(Task data):
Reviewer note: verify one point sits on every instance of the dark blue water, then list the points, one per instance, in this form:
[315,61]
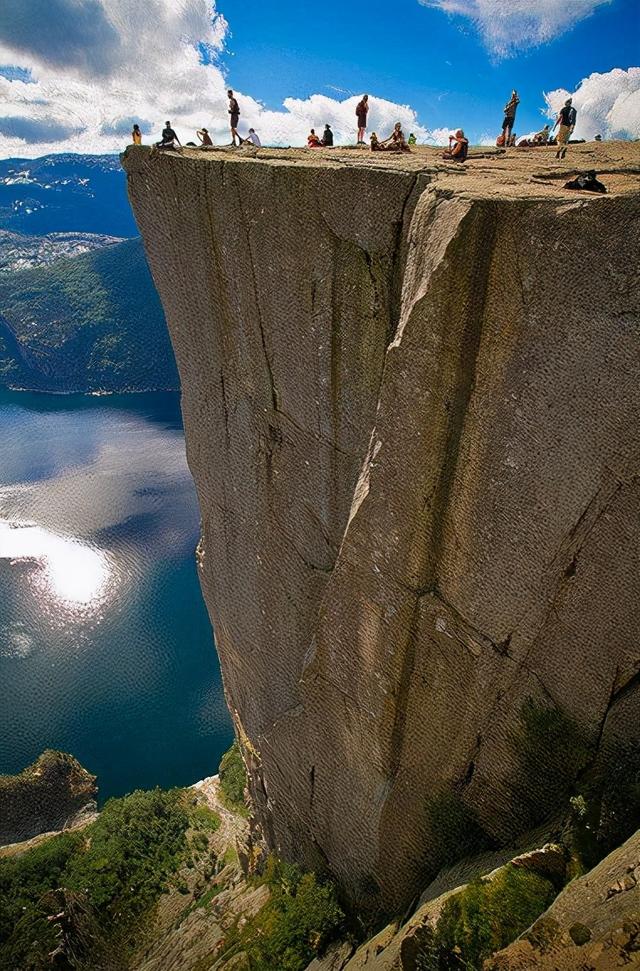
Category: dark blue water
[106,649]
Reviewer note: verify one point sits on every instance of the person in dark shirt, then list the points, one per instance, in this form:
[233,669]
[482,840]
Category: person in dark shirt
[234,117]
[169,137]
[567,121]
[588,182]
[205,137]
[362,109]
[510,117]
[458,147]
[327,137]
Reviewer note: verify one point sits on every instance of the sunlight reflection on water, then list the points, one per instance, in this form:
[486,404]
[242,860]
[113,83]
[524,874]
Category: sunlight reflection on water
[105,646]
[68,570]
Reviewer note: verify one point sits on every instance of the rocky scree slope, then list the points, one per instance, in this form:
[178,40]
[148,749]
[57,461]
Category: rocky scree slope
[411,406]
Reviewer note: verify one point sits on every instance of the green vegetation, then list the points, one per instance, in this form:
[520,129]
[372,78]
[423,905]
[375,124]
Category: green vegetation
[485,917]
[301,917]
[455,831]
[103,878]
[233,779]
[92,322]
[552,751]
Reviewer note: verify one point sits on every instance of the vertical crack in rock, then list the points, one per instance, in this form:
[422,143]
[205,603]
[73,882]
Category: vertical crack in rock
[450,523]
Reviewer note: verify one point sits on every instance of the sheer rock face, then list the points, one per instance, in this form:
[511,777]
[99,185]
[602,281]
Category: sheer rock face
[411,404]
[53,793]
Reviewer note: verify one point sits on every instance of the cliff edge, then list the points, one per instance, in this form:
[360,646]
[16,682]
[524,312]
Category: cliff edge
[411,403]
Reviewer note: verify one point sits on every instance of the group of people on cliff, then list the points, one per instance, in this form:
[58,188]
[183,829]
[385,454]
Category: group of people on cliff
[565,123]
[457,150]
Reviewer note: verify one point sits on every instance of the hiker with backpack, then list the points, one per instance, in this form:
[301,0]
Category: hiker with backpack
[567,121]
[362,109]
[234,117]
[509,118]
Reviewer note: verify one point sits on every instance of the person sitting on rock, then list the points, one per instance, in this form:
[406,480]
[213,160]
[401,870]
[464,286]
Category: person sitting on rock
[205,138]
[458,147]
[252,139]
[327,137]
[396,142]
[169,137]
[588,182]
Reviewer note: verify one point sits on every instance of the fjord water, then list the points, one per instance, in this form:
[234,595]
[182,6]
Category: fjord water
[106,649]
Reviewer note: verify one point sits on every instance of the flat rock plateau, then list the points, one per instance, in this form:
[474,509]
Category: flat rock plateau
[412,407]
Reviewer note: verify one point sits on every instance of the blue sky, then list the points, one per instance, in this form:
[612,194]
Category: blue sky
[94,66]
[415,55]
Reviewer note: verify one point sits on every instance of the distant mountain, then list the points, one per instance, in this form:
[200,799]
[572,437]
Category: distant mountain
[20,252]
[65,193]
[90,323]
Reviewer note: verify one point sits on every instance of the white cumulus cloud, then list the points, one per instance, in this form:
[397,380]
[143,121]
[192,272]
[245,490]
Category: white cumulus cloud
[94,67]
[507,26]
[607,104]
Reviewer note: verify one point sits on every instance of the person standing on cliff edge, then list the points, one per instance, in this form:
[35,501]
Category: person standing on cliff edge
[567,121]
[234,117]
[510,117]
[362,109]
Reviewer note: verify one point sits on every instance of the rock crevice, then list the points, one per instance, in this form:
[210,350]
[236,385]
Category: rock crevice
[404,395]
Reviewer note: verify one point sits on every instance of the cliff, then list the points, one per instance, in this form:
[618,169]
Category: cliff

(Task description):
From the first line to the last, reproduce the listing above exactly, leaving the pictures out.

(Answer box):
Reviewer note: verify one point sits on every instance of the dark blue water, then list the points, one per instance, in this form:
[315,61]
Category: dark blue water
[106,649]
Reviewer note: verify one point sits on every instance of the person in dark shirt, then list the points, one per instance, in this form:
[233,669]
[482,840]
Category: person in dark shirt
[234,117]
[169,137]
[567,121]
[588,182]
[205,137]
[362,109]
[510,117]
[458,147]
[327,137]
Reviewer note: verify one point sits on every instance of the sunlight reflection on water, then list the points, one per instance, in this form:
[486,404]
[242,860]
[113,83]
[524,874]
Category: sunlight reflection on water
[105,646]
[68,570]
Reviewer note: verify one point sits on every instance of the rocky scree slope, then list the points, one per instance, in this form:
[178,40]
[148,749]
[57,461]
Category: rocky scree slope
[411,406]
Reviewer note: verify one point sits on every instance of the green vegetation, then list the points, one per instance, in this form:
[520,129]
[372,78]
[423,905]
[375,124]
Category: green vegetation
[485,917]
[301,917]
[455,831]
[103,878]
[233,779]
[92,322]
[552,751]
Reviewer note: verify one point sits on every instance of the vertical crack in rock, then list the points, one per instance, in this form:
[422,143]
[205,603]
[73,882]
Category: vertical crack in rock
[450,523]
Reviewer note: verify one point sits on every instance of the sheer rock face, then list the points, one per instance, in this form:
[511,777]
[99,185]
[602,281]
Category: sheer rock face
[411,404]
[53,793]
Reviewer note: verify one point sits on every instance of the cliff edge, then list the points, one per instance, in this form:
[360,646]
[16,682]
[524,312]
Category: cliff edge
[411,403]
Reviewer note: verify one point sits on every instance of the group of people on cliff, then list the points, one per instance, in this form:
[58,188]
[183,829]
[385,454]
Category: group of people on cliff
[565,123]
[457,150]
Reviewer note: verify one point sits on every instance of the hiker with backpack, then list the points, one per instance, in this form:
[301,0]
Category: hiker with backpack
[567,121]
[362,109]
[234,117]
[509,118]
Reviewer note: verify one point sits on every instance of the person sitting on rock, then list the points, one per instance, in this form:
[406,480]
[213,160]
[401,870]
[464,286]
Category: person sitting on rock
[205,138]
[458,147]
[252,139]
[327,137]
[396,142]
[169,137]
[588,182]
Reviewer note: verify one point sits on every instance of the fjord water, then list the points, one per instance, in this form:
[234,595]
[182,6]
Category: fjord water
[106,649]
Reviewer note: verify one point sits on every instance of the flat rock plateau, then list the points, one per instance, in this form:
[474,509]
Category: flat rock plateau
[412,407]
Reviewer note: verify one point sits on every instance of the blue sky, then list the points, one per instance, in this form:
[612,194]
Category: blue sky
[94,66]
[415,55]
Reviewer note: verify one point sits on every instance of the distant mountain, then list the points, one per instance, in this form:
[200,799]
[572,437]
Category: distant mountain
[20,252]
[65,193]
[90,323]
Reviewer note: verify one point sits on every instance of the white cumulus cloud, then list the points, one per instance, in this form:
[397,380]
[143,121]
[192,272]
[245,490]
Category: white cumulus cloud
[94,67]
[507,26]
[607,104]
Reviewer note: verify one point sits on every instance of the person standing on cliff edge, then list the points, one per instance, in this form:
[35,501]
Category: person standing on cliff edge
[567,121]
[234,117]
[510,117]
[362,109]
Reviewer note: verify one point sits on every instance of the rock crevice, then list the points, one per instance, in this form:
[210,350]
[236,385]
Category: rock crevice
[404,395]
Reviewer note: verify one point sits on every instance of the cliff, then list the points, one per instance, in this form:
[618,169]
Category: cliff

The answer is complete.